Content starts
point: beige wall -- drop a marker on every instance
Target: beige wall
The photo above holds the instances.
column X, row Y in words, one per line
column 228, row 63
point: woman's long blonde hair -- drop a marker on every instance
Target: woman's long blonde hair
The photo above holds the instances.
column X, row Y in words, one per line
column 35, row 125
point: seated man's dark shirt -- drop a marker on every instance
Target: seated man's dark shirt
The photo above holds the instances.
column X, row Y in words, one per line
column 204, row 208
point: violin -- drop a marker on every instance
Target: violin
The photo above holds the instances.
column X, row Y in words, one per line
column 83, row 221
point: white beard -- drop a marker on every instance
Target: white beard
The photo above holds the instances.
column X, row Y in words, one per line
Content ends
# Action item
Every line from the one containing "point: woman's long" through the last line of the entries should be output exactly; nothing else belongs in the reply.

# Result
point: woman's long blonde hair -- drop a marker on every instance
Target: woman's long blonde hair
The photo above holds the instances.
column X, row Y in words, one per line
column 35, row 125
point: seated man's dark shirt -- drop a marker on every instance
Target: seated man's dark shirt
The photo above holds the instances.
column X, row Y in words, one per line
column 204, row 208
point: violin -- drop a marker on every instance
Target: violin
The photo above holds the instances.
column X, row Y in words, one per line
column 83, row 221
point: white beard -- drop a marker on every instance
Target: white beard
The photo above holds the instances.
column X, row Y in words, one per line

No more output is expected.